▶ **GEGEVEN PASSAGE**
......

8. Zodra de het tanken is afgerond, neemt de medewerker de aflevernozzle uit de vulopening van het voertuig en draait hij de zwenkbare arm terug in de beginpositie naast de voertuigtransporteur.
9. Zodra de zwenkbare arm weer in de beginpositie hangt zorgt de regelaar ervoor dat het aandrijfmechanisme de gehele slede weer terug beweegt naar het begin van de voertuigtransporteur.
10. Na het terughangen van de zwenkbare arm in de beginpositie kan de klant verteld worden dat het tanken klaar is, hij/zij het voertuig kan starten en de voertuigtransporteur kan verlaten.
In een verdere voorkeursuitvoeringsvorm wordt de brandstoftoevoerinrichting samen met een voertuig getransporteerd. Een bijzonder voordeel hiervan is dat de brandstoftoevoerinrichting met het voertuig meebeweegt en derhalve de afstand tussen de brandstoftoevoerinrichting en het voertuig constant blijft. Hierdoor kan een verbinding tussen de brandstoftoevoerinrichting en een daarmee verbonden op een vulopening van een brandstoftank van een voertuig aan te sluiten brandstofslang mechanisch betrekkelijk eenvoudig blijven.
In een verdere voorkeursuitvoeringsvorm wordt een voertuig langs een stationair opgestelde brandstoftoevoerinrichting getransporteerd en aan het voertuig brandstof toegevoerd tijdens transport van het voertuig. Een bijzonder voordeel van een stationair opgestelde brandstoftoevoerinrichting is dat deze ten opzichte van een daarmee verbonden brandstofreservoir stilstaat. Derhalve zijn geen middelen nodig die toelaten dat de brandstoftoevoerinrichting ten opzichte van dit reservoir beweegt, hetgeen toelaat dat de verbinding tussen de brandstoftoevoerinrichting en het reservoir mechanisch betrekkelijk eenvoudig kan zijn.

......

▶ **UIT TE VOEREN**
Zet de alinea uit de passage die begint met "In een verdere voorkeursuitvoeringsvorm wordt een voertuig langs" om in een beknopte opsomming met de belangrijkste feiten. De items spelen hierbij geen enkele rol.

Items uit de aanwijsdataset:
......

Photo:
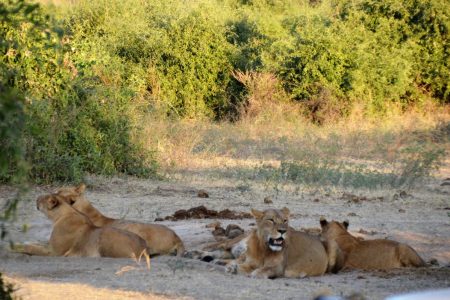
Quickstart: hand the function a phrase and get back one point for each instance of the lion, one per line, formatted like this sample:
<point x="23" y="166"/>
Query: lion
<point x="369" y="254"/>
<point x="275" y="250"/>
<point x="74" y="234"/>
<point x="159" y="238"/>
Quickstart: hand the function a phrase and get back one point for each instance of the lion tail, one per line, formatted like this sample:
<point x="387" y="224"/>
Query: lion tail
<point x="336" y="257"/>
<point x="179" y="248"/>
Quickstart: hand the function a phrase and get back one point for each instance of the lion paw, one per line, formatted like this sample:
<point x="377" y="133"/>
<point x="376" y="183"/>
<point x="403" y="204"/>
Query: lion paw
<point x="232" y="268"/>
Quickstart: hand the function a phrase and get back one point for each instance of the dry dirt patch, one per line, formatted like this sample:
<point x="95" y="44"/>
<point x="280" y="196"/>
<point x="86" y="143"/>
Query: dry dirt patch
<point x="424" y="224"/>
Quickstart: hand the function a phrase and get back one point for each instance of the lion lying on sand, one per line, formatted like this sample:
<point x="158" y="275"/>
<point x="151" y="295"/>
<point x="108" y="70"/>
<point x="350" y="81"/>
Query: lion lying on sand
<point x="159" y="238"/>
<point x="276" y="250"/>
<point x="369" y="254"/>
<point x="74" y="234"/>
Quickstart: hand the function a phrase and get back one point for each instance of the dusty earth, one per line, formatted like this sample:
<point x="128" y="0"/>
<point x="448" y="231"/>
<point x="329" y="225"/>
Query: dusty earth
<point x="419" y="217"/>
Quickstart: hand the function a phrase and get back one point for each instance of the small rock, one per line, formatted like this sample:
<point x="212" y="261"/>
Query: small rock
<point x="202" y="194"/>
<point x="213" y="225"/>
<point x="434" y="262"/>
<point x="268" y="200"/>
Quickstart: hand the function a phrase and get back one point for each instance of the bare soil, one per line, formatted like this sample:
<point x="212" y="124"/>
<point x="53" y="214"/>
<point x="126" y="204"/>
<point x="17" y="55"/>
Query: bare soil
<point x="419" y="217"/>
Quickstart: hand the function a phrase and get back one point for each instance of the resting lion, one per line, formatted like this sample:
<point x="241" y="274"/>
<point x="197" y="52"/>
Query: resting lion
<point x="160" y="239"/>
<point x="74" y="234"/>
<point x="369" y="254"/>
<point x="275" y="250"/>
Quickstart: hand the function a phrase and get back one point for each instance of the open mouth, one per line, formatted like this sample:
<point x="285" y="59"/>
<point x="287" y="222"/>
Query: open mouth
<point x="276" y="243"/>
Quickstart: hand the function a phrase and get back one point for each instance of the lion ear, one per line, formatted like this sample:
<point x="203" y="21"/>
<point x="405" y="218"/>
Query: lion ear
<point x="80" y="189"/>
<point x="52" y="202"/>
<point x="346" y="223"/>
<point x="286" y="212"/>
<point x="257" y="214"/>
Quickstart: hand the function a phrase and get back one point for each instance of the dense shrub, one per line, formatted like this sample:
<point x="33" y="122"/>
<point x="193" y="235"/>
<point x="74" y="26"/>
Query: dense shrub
<point x="70" y="122"/>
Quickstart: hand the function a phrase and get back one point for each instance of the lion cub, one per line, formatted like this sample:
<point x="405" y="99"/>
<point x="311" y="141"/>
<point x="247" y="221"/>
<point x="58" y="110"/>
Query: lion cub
<point x="369" y="254"/>
<point x="74" y="234"/>
<point x="159" y="238"/>
<point x="275" y="250"/>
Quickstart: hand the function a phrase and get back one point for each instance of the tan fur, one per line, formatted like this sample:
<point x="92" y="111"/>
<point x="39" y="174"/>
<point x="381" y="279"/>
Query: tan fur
<point x="160" y="239"/>
<point x="74" y="234"/>
<point x="300" y="255"/>
<point x="369" y="254"/>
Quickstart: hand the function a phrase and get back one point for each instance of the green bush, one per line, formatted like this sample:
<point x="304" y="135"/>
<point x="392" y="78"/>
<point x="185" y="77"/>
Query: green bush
<point x="73" y="122"/>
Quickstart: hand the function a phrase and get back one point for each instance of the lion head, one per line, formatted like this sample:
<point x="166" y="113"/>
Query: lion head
<point x="53" y="205"/>
<point x="272" y="227"/>
<point x="74" y="196"/>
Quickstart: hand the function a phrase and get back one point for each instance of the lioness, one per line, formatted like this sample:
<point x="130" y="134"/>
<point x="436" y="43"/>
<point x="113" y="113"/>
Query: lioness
<point x="369" y="254"/>
<point x="274" y="249"/>
<point x="160" y="239"/>
<point x="74" y="234"/>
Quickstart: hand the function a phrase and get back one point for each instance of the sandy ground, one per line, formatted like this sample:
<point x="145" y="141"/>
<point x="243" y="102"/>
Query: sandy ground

......

▶ **VOLLEDIGE UITVOER**
- Een voertuig wordt langs een stationair opgestelde brandstoftoevoerinrichting getransporteerd en krijgt tijdens dat transport brandstof.
- Voordeel: de stationaire inrichting staat stil ten opzichte van het daarmee verbonden brandstofreservoir.
- Er zijn daardoor geen middelen nodig waarmee de inrichting ten opzichte van het reservoir kan bewegen.
- De verbinding tussen de inrichting en het reservoir kan zo mechanisch betrekkelijk eenvoudig zijn.